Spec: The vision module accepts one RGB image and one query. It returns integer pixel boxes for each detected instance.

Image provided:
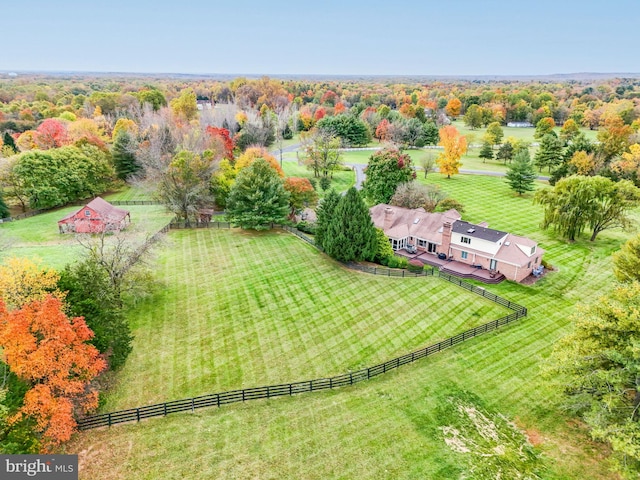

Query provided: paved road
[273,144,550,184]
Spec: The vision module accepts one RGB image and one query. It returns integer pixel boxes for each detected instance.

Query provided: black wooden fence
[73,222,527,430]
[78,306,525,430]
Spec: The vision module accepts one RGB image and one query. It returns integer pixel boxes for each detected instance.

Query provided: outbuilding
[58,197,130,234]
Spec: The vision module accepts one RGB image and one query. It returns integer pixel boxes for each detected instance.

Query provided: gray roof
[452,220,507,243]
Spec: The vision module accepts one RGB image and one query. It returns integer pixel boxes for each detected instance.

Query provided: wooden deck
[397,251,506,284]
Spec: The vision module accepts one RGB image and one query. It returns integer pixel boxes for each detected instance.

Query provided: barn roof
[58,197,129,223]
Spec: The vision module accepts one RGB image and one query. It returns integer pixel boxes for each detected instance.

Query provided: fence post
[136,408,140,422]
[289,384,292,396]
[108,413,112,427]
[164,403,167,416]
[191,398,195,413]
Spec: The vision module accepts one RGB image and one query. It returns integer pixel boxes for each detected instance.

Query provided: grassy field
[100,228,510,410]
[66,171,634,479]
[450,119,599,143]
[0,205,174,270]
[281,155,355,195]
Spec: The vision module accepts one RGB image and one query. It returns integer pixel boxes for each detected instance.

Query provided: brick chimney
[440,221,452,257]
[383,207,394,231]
--
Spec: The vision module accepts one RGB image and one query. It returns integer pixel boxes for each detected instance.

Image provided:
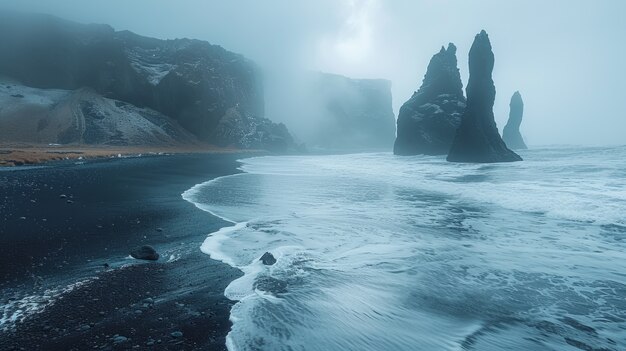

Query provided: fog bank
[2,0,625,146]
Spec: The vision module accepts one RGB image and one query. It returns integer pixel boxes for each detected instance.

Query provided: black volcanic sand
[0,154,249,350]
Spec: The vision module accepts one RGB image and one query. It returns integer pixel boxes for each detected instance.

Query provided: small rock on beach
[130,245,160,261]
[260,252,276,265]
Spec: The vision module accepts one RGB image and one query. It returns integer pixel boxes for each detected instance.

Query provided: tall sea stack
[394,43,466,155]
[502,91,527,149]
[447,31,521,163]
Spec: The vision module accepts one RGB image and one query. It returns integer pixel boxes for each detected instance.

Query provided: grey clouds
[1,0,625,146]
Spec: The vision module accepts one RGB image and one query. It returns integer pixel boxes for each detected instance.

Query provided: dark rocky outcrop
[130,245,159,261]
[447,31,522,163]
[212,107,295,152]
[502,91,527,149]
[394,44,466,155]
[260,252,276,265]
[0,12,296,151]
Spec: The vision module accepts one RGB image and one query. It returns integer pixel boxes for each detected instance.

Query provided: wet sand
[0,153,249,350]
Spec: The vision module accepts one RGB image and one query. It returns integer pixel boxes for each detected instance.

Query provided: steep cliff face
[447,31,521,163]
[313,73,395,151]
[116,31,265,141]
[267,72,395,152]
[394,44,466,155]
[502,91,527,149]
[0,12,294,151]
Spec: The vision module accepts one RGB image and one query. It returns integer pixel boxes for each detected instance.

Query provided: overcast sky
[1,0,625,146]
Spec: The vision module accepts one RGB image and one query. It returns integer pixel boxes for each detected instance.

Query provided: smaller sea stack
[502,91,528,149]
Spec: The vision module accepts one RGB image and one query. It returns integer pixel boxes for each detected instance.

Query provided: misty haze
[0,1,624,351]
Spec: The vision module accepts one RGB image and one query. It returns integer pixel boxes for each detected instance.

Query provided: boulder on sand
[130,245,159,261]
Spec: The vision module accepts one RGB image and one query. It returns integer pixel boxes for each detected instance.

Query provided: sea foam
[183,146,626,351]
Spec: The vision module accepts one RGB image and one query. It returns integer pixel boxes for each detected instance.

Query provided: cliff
--
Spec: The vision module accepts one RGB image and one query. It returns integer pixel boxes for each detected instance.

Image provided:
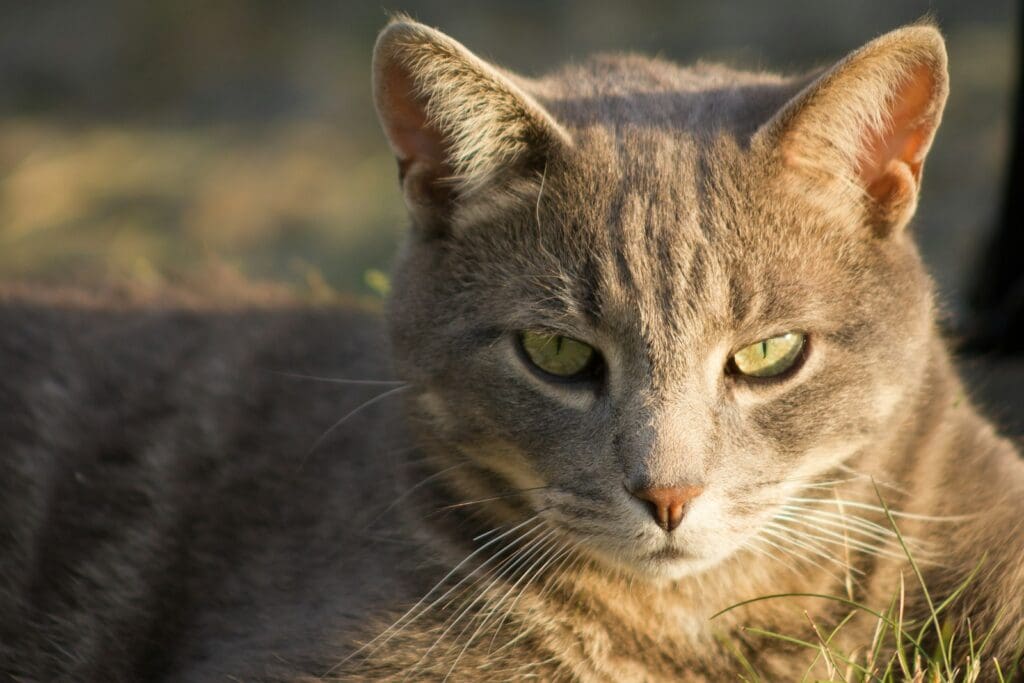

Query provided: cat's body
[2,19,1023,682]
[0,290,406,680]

:: Activity ::
From the listing above, the lines starting with the one that has "Query provided: misty haze" and running through the one that has "Query provided: cliff" should be copied exactly, ends included.

:: Exercise solution ::
Query provided: misty haze
[0,1,624,351]
Spec: The vision module accepts one RGB image and one query. It returns integer pixel boxes for each detected instance.

Query provided: boulder on sand
[130,245,159,261]
Spec: The vision module accepts one RGB image and one query. It returns integer pixel boxes for each detected instance.

Query provided: sea foam
[183,146,626,351]
Spec: The vision module accepts one RGB image and one query. It returns integer pixel boxes for each detected instance.

Query provided: cliff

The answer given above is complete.